▸ **SHORT TASK**
Tally the lines in the data below that contain the string "flower", treating case as significant, and reply with only that number.

A run of records:
..............................
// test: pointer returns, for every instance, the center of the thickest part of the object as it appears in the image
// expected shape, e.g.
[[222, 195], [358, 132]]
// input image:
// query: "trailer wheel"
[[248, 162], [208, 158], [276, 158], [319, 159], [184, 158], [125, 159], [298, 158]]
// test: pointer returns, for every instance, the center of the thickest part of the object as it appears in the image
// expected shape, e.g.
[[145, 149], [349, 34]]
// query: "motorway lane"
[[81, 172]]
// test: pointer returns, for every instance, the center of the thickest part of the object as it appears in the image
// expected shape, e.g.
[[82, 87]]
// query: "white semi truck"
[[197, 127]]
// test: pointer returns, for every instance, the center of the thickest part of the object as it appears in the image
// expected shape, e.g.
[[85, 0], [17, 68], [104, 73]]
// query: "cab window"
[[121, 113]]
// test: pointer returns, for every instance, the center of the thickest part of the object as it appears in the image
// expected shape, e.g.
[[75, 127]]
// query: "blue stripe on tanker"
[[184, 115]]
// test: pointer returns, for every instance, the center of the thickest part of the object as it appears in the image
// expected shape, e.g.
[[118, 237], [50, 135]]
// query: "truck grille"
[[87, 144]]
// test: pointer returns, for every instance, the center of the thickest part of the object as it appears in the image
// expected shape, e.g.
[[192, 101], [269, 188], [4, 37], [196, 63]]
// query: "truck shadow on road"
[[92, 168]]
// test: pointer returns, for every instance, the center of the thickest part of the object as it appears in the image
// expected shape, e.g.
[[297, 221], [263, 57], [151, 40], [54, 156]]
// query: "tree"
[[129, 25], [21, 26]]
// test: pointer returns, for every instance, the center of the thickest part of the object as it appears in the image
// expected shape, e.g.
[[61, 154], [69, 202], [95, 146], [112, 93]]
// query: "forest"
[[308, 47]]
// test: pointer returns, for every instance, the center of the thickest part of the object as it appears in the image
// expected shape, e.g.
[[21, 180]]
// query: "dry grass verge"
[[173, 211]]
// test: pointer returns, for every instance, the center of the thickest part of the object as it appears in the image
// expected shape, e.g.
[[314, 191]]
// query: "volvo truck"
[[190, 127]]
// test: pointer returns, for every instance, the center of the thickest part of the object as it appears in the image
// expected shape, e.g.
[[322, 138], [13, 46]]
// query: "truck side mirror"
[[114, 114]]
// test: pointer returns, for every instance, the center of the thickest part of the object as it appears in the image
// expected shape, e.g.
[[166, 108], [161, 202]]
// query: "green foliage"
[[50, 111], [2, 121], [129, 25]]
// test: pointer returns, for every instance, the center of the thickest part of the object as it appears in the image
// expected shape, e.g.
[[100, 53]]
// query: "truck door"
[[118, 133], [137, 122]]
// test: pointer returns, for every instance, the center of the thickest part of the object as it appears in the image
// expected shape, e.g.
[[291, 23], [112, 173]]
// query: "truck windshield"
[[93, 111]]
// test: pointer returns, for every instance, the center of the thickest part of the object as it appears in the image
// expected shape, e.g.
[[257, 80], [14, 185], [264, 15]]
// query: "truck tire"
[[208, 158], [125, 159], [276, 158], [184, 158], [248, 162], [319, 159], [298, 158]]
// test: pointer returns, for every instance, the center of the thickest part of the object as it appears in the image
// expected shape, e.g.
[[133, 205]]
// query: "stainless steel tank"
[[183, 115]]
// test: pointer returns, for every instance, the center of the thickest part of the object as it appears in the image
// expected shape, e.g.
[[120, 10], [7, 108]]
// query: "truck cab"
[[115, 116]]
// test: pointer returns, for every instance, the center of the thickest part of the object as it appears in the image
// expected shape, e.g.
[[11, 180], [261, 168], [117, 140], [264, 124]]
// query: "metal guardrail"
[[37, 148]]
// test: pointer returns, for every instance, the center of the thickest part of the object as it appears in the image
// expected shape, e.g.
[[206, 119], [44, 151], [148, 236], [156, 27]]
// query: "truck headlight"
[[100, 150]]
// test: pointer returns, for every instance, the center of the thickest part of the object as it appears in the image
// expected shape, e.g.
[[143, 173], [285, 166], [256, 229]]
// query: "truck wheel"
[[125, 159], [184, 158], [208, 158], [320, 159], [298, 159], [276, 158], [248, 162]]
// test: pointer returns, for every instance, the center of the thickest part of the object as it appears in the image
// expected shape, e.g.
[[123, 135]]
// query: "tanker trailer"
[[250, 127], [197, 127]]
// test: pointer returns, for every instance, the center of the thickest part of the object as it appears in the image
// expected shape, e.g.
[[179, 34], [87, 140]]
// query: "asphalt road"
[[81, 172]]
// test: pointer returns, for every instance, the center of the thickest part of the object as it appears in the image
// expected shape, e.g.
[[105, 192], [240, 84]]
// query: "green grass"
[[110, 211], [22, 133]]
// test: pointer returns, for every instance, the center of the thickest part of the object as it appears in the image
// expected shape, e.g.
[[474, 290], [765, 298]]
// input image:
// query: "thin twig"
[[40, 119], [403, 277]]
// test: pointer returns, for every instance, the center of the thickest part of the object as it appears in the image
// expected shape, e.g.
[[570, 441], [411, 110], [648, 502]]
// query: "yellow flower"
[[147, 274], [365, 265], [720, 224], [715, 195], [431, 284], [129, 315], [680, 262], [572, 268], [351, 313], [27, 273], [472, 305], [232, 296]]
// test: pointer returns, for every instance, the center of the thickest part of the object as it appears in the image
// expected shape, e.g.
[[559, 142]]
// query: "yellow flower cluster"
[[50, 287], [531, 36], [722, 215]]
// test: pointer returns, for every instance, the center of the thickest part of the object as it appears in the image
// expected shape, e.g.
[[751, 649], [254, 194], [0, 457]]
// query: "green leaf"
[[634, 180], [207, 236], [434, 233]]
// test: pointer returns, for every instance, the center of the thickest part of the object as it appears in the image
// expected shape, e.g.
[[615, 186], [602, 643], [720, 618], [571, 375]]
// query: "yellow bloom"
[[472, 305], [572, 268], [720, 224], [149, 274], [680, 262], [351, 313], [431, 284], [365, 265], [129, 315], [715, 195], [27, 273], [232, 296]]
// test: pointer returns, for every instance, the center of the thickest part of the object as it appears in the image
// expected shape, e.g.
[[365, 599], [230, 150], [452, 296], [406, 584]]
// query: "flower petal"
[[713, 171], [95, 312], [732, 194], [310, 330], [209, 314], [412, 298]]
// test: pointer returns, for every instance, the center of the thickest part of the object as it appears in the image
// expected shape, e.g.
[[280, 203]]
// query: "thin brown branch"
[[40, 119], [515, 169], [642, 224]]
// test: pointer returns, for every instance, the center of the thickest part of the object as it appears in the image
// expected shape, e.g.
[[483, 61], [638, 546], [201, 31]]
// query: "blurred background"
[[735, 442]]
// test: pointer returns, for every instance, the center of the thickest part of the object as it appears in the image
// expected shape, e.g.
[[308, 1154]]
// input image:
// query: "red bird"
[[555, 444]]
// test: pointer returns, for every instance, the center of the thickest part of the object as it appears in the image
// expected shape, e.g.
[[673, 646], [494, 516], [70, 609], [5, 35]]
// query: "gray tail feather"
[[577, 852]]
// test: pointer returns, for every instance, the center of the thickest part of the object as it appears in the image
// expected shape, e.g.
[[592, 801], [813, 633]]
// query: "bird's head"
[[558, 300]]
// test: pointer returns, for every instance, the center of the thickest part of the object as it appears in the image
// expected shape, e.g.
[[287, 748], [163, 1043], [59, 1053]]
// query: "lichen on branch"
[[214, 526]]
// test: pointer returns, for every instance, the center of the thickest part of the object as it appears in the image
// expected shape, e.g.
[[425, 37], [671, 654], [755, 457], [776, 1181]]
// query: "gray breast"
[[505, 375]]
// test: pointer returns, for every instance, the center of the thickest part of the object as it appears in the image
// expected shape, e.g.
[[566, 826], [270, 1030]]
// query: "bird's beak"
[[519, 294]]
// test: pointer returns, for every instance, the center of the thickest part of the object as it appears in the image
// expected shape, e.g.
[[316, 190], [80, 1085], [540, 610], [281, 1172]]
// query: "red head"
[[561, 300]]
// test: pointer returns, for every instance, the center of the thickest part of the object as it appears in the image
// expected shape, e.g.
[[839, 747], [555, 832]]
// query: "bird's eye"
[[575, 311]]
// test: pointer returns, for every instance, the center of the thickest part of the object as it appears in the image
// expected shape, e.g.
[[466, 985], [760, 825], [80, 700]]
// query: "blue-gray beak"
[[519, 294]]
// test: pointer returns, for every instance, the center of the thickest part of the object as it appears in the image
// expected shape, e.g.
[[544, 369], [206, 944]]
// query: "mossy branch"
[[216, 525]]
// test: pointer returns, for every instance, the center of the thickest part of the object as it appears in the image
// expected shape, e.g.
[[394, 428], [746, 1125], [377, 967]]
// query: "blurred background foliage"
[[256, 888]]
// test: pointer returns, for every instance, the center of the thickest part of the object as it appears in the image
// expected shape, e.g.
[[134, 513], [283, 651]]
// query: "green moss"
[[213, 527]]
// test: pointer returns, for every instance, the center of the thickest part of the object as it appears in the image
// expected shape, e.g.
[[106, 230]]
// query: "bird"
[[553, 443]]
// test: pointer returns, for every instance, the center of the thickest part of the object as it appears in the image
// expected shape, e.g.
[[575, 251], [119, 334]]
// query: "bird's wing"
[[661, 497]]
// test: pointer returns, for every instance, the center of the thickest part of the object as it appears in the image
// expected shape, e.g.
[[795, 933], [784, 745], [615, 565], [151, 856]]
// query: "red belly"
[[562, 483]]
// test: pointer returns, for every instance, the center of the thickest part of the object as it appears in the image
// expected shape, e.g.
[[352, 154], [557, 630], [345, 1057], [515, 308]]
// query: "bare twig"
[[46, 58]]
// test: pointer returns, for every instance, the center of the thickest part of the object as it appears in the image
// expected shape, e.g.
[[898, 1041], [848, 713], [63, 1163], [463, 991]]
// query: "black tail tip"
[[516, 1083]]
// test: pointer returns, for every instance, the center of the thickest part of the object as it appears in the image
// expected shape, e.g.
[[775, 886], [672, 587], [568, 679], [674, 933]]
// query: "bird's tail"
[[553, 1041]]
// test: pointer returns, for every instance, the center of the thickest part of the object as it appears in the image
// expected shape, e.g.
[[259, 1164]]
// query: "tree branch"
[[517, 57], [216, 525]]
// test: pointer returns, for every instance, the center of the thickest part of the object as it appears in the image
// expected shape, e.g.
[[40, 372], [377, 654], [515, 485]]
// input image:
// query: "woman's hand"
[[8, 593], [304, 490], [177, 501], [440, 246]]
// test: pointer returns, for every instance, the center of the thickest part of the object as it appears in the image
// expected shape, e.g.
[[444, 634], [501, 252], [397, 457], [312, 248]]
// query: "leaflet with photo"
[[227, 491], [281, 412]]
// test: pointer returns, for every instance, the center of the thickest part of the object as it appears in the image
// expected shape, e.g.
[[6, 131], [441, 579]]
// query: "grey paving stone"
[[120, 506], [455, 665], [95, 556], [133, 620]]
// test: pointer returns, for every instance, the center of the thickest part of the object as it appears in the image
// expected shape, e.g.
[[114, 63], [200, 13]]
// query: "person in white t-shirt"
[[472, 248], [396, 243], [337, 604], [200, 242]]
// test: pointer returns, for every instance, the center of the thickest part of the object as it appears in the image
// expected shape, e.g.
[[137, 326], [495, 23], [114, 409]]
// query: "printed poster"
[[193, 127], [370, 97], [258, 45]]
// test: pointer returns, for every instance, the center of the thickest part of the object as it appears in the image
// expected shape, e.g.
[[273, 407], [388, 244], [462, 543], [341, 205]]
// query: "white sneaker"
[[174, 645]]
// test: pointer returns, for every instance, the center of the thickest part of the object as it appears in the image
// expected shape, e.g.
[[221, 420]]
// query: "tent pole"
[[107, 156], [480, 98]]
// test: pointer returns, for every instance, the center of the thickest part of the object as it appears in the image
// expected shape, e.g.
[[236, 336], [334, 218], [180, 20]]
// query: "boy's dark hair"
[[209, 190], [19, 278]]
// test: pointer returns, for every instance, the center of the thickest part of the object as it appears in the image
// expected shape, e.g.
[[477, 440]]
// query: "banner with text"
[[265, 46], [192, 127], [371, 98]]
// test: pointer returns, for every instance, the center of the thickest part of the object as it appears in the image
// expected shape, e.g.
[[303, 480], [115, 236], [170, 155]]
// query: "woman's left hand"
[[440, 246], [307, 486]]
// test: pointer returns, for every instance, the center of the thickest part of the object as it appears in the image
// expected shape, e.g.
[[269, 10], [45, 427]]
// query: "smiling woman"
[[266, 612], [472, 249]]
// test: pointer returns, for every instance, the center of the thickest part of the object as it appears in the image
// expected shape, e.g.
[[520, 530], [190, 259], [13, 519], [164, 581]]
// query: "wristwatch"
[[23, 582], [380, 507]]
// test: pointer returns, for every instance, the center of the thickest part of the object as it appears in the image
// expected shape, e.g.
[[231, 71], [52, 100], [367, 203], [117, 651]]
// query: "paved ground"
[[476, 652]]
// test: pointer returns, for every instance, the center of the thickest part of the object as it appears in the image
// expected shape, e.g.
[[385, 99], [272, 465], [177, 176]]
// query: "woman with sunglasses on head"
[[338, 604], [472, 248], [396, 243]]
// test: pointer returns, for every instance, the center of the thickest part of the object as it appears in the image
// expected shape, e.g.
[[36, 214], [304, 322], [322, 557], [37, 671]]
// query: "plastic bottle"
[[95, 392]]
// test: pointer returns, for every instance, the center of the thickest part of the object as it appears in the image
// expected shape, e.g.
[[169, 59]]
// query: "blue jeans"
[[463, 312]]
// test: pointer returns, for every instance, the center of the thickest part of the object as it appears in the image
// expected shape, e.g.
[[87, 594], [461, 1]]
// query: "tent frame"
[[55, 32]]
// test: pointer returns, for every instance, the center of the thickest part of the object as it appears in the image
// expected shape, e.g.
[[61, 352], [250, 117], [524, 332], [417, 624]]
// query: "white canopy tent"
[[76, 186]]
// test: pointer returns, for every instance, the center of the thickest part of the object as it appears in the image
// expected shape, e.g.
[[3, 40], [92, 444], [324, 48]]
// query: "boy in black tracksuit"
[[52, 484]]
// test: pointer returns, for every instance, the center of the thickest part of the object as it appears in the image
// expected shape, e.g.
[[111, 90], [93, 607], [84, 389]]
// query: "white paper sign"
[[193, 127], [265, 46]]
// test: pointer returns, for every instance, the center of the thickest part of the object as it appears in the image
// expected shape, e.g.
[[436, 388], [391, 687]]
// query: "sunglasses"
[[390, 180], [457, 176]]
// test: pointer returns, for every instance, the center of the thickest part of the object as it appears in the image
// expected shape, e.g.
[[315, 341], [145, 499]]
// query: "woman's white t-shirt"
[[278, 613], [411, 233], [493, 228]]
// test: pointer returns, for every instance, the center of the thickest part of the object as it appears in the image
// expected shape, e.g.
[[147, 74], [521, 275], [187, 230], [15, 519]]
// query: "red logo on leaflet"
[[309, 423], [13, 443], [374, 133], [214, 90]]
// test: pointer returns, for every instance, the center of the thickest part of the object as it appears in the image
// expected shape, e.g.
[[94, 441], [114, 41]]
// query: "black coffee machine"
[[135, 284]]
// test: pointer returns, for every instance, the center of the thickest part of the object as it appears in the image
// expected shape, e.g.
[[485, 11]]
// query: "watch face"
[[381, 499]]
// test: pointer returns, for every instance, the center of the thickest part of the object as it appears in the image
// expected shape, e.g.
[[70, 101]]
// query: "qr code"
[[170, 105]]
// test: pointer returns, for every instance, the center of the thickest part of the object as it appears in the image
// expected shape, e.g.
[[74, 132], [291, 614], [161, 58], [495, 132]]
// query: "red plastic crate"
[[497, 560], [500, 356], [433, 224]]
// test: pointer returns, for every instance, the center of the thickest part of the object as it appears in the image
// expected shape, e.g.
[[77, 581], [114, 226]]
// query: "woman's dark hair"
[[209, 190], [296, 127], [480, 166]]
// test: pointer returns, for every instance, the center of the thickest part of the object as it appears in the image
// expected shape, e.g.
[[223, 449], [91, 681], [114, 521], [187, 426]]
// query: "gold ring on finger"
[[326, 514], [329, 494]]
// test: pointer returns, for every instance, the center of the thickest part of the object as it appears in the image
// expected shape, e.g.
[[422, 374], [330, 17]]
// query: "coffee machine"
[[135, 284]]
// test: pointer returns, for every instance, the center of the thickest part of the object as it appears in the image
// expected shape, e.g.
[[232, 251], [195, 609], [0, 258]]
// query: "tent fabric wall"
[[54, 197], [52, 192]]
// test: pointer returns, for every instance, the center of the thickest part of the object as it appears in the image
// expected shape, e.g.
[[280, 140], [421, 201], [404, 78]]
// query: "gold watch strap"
..............................
▸ **THE ANSWER**
3